Rewrite the rows from the start through the line containing "[465,169,514,306]", inclusive, changing "root ball" to "root mass" and leaving everything else as it is.

++++ Records shown ++++

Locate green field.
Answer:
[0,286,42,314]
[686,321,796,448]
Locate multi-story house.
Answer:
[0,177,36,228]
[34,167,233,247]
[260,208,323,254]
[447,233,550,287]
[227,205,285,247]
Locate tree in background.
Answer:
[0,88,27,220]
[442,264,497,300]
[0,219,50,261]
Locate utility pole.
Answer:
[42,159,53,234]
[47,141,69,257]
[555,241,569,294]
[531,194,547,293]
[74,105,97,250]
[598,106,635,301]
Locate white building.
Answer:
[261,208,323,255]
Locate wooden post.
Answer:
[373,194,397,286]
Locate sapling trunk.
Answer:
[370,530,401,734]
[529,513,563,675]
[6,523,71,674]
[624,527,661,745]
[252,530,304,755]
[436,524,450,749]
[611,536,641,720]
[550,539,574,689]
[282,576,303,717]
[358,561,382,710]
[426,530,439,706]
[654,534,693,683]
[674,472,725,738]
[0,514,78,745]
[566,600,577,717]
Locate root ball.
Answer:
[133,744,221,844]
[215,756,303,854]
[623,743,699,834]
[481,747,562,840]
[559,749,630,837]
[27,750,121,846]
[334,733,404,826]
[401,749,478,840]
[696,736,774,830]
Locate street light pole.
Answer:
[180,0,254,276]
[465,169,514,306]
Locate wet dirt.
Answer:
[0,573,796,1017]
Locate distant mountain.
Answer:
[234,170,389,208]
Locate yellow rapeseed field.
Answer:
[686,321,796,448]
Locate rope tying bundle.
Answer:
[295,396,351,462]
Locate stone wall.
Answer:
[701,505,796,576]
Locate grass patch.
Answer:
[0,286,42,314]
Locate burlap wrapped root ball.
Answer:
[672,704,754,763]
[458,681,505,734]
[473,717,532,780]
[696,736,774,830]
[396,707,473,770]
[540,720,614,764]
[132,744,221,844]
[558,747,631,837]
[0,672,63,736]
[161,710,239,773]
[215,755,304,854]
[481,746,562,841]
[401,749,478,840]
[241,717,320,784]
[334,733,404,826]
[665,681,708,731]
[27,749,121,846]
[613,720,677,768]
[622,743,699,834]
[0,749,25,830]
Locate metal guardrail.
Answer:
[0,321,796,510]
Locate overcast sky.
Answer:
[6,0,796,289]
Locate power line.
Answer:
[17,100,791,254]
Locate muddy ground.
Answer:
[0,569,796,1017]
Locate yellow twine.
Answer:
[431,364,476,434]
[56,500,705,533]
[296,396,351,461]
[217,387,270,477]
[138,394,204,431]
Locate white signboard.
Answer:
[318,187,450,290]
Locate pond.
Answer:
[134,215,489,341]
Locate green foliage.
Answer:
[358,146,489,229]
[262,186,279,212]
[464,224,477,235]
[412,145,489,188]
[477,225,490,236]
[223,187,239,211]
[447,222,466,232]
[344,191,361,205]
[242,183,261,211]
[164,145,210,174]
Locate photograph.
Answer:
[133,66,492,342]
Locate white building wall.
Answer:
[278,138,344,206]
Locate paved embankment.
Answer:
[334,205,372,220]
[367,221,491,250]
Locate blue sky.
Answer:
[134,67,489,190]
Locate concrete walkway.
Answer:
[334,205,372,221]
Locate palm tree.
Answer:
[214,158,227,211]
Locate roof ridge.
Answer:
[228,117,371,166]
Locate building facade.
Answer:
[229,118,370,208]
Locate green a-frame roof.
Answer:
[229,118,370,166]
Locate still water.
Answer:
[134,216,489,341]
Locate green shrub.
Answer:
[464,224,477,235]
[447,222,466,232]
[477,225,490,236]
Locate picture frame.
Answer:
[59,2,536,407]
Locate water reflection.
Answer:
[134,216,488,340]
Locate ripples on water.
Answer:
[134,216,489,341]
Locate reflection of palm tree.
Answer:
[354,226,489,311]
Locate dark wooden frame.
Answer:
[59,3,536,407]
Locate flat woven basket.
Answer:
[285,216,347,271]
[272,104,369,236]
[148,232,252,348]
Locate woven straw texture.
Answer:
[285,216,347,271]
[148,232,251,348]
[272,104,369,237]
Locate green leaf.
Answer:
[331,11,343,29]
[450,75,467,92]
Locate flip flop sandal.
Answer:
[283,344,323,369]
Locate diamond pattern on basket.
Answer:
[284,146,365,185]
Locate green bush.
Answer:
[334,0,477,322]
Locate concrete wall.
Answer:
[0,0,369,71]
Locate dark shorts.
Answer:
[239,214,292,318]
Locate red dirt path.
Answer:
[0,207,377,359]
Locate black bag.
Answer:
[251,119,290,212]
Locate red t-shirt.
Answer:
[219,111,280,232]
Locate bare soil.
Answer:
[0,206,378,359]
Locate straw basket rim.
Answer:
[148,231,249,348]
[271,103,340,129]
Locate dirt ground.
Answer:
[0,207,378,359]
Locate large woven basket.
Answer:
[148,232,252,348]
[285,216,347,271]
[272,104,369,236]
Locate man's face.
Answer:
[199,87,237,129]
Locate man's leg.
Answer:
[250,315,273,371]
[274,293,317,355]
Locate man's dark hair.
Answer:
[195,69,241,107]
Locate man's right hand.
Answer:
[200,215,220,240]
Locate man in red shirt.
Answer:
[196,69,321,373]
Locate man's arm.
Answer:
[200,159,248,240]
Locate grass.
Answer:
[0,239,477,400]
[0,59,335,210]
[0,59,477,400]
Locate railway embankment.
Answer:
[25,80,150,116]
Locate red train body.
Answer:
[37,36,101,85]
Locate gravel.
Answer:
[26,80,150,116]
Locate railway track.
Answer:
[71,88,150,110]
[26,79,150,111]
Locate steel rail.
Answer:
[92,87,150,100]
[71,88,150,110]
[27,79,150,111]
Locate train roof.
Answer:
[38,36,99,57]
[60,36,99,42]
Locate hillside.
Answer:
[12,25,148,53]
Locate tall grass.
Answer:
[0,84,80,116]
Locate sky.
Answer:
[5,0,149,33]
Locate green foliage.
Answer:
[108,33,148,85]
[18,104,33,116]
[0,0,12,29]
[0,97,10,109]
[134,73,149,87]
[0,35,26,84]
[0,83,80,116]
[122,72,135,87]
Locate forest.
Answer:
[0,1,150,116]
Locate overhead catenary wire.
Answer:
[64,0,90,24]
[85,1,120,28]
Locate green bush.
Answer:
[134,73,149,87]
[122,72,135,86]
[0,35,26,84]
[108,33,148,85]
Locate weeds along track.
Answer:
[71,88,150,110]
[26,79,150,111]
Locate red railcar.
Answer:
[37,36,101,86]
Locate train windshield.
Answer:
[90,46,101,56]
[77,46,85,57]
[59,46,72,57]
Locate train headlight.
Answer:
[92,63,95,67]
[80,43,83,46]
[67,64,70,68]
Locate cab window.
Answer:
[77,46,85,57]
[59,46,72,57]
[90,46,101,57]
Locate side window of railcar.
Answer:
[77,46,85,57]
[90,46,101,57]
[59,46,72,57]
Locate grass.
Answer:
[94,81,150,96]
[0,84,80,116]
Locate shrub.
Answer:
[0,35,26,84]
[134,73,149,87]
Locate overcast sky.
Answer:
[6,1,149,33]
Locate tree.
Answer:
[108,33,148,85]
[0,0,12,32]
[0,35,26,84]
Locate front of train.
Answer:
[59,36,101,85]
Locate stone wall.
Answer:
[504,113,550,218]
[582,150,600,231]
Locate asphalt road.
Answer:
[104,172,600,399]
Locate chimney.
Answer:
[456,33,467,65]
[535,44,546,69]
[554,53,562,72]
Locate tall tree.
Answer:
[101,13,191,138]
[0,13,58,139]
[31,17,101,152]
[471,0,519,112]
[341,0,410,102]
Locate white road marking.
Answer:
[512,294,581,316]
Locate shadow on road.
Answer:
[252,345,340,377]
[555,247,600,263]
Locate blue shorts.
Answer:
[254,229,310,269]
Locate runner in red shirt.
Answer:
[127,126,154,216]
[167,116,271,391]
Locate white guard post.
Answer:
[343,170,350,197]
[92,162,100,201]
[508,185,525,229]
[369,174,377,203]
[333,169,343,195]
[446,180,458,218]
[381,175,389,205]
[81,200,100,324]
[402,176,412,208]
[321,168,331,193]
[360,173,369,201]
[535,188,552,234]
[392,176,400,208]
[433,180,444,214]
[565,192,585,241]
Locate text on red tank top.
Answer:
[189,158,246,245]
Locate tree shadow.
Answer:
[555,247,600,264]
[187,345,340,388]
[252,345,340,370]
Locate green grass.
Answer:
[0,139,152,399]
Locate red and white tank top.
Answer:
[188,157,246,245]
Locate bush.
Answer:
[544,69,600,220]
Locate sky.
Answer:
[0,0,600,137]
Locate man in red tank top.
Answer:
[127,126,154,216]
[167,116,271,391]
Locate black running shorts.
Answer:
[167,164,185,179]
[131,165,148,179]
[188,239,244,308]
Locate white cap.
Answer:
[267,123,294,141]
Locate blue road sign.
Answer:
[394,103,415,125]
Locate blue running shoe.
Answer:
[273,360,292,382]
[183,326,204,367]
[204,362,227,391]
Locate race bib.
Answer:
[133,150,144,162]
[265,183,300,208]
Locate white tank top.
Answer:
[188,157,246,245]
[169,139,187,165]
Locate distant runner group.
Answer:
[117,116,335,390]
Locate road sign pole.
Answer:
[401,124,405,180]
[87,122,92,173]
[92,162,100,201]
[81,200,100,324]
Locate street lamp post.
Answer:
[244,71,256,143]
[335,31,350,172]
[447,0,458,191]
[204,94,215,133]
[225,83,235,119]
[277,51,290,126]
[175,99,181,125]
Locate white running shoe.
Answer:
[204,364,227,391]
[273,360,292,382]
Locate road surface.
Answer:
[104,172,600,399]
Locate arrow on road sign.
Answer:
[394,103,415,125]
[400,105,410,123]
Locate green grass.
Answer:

++++

Task answer:
Locate green field.
Answer:
[0,286,42,314]
[686,321,796,448]
Locate multi-story house.
Answer:
[0,177,36,228]
[34,167,233,247]
[260,208,323,254]
[447,233,550,287]
[227,205,285,247]
Locate tree in background.
Answer:
[0,88,27,220]
[442,264,497,300]
[0,219,50,261]
Locate utility pole.
Answer:
[42,159,53,234]
[47,141,69,257]
[555,241,569,294]
[531,194,547,293]
[74,105,97,250]
[598,106,635,301]
Locate white building.
Answer:
[261,208,323,255]
Locate wooden post.
Answer:
[373,194,397,286]
Locate sapling trunk.
Answer:
[370,530,401,734]
[529,513,563,675]
[6,523,71,674]
[624,527,661,745]
[252,530,304,755]
[436,524,450,749]
[611,536,641,720]
[550,539,574,689]
[282,576,303,717]
[358,561,382,710]
[426,530,439,706]
[654,534,693,683]
[674,472,725,738]
[0,514,78,745]
[566,600,577,717]
Locate root mass.
Answer:
[133,744,221,844]
[215,756,303,854]
[623,743,699,834]
[481,747,562,840]
[559,749,630,837]
[27,750,121,846]
[334,733,404,826]
[401,749,478,840]
[696,736,774,830]
Locate street light pole.
Answer:
[180,0,254,276]
[465,169,514,306]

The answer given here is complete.